▶ [Entries provided]:
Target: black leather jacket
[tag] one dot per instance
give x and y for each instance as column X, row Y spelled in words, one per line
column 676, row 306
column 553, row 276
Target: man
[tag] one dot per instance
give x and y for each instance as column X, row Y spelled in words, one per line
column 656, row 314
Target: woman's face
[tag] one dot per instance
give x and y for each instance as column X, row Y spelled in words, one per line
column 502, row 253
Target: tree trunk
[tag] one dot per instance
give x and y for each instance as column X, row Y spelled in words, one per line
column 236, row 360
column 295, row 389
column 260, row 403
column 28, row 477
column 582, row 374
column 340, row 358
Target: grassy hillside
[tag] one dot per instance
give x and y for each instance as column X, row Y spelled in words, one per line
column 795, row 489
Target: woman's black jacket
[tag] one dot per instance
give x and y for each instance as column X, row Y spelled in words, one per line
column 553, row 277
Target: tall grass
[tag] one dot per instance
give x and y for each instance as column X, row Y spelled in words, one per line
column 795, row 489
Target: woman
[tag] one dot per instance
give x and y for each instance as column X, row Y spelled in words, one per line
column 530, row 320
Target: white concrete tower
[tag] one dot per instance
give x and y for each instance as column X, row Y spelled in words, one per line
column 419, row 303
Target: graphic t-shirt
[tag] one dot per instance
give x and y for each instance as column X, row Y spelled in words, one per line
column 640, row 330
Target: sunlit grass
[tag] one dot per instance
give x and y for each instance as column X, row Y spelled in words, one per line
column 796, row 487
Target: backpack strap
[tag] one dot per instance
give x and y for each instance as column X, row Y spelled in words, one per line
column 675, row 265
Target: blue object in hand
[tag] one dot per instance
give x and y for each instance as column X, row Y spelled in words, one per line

---

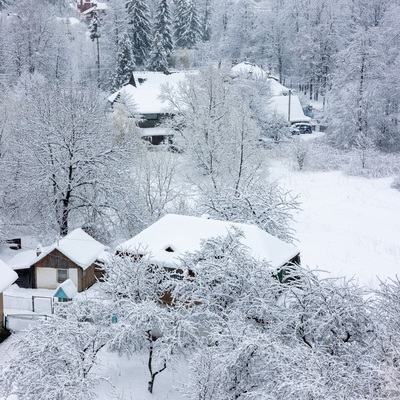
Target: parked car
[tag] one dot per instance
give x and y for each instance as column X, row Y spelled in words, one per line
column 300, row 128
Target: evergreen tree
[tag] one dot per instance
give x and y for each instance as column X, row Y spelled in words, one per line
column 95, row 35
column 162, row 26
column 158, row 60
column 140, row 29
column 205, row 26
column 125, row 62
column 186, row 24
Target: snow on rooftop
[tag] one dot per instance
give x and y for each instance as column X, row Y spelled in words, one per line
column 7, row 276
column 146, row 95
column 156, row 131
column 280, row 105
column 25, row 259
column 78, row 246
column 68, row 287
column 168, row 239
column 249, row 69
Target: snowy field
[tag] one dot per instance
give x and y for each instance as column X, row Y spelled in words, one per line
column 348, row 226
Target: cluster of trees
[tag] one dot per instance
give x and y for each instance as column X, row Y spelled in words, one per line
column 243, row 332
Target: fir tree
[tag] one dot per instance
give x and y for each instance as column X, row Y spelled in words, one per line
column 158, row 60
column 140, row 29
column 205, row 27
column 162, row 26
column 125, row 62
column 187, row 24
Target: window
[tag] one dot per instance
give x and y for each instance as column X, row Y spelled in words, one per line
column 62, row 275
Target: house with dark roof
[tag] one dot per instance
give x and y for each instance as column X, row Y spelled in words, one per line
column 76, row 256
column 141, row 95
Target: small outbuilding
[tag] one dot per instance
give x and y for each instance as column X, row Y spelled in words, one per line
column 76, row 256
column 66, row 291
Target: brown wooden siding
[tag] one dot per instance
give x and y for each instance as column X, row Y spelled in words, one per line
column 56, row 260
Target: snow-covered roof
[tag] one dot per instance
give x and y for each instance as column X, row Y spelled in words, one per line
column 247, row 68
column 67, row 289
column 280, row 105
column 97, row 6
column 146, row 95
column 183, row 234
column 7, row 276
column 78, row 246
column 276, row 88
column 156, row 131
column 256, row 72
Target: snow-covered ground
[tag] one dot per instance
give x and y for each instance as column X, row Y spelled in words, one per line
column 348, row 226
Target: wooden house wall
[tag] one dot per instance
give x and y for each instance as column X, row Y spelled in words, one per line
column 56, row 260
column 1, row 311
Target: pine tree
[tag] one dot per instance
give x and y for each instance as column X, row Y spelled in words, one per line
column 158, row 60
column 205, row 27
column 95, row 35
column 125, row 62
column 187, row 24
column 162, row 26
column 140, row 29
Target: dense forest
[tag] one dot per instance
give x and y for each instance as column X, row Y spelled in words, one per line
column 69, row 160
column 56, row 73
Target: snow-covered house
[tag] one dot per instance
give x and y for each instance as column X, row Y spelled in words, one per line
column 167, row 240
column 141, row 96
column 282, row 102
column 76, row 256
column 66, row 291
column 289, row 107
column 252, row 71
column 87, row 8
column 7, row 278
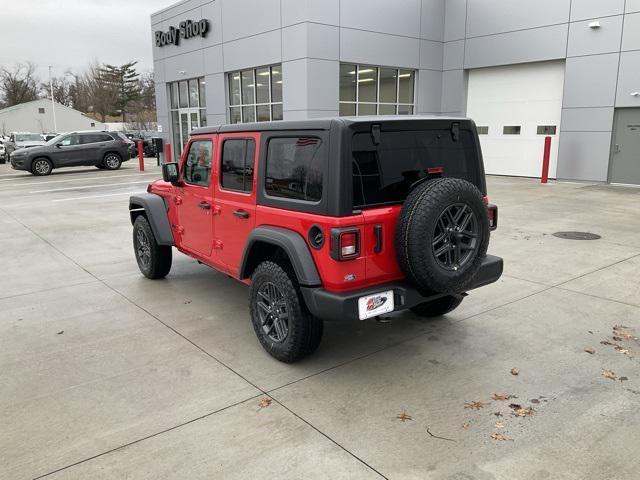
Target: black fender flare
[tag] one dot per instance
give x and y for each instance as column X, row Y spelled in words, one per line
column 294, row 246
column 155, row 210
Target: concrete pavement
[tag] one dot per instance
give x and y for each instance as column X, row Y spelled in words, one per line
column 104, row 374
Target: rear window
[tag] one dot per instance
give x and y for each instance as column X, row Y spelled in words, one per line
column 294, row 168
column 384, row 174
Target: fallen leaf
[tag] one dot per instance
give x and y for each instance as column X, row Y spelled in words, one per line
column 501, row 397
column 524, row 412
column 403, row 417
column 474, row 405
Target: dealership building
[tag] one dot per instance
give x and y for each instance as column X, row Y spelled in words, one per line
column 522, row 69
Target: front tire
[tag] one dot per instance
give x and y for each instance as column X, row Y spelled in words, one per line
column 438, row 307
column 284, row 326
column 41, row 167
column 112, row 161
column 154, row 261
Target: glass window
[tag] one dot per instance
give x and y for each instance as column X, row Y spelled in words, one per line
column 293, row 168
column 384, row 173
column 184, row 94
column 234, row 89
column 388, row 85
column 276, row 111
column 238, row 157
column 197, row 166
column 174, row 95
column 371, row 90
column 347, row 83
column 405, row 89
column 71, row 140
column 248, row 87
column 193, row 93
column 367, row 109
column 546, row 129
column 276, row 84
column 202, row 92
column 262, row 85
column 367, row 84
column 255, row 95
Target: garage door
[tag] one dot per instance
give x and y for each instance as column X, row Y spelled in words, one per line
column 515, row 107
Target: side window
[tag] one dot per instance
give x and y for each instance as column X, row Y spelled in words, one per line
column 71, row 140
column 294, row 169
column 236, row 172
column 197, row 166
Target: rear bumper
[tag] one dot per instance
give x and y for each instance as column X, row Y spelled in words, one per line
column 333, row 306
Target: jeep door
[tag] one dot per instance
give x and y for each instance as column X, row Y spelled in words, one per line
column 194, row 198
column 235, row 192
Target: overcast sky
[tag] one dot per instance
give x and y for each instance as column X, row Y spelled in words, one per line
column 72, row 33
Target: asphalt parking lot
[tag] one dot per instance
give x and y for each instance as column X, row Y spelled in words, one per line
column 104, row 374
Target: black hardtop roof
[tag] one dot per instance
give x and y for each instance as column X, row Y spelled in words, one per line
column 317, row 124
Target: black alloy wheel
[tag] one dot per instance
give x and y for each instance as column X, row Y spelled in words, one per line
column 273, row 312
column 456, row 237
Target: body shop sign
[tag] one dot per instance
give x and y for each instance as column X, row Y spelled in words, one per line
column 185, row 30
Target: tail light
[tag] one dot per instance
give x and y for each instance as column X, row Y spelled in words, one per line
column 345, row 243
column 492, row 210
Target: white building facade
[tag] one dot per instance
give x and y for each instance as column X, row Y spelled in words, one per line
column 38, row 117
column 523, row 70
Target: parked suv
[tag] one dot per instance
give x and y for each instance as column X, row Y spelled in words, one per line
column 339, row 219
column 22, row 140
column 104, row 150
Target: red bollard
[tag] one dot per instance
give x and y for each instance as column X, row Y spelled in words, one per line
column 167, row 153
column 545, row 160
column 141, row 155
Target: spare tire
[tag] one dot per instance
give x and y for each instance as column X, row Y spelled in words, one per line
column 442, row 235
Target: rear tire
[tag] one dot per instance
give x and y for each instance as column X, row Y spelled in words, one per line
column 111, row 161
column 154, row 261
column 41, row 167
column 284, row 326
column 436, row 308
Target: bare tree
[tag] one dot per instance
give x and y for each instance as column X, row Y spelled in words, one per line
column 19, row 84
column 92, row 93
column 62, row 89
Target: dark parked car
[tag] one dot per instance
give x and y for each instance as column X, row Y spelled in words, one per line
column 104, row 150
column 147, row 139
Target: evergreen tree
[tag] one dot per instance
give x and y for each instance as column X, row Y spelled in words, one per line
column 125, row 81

▶ [Exercise prompt]:
Convert the data between the lines holding "Target: parked suv" and "column 141, row 155", inclusive, into a two-column CSV with the headers label_request and points. Give each request its own row, with the request text and its answer each in one quoted field and line breaks replaced by spaces.

▶ [Exercise output]:
label_request,points
"Target: parked suv [tag] one dot per instance give x and y for each instance as column X, row Y spelled in words, one per line","column 339, row 219 column 22, row 140 column 104, row 150"
"Target: red bollard [tag] one dot per instance give x and y for each instance as column X, row Y spelled in words, one per line","column 167, row 153 column 545, row 160 column 141, row 155"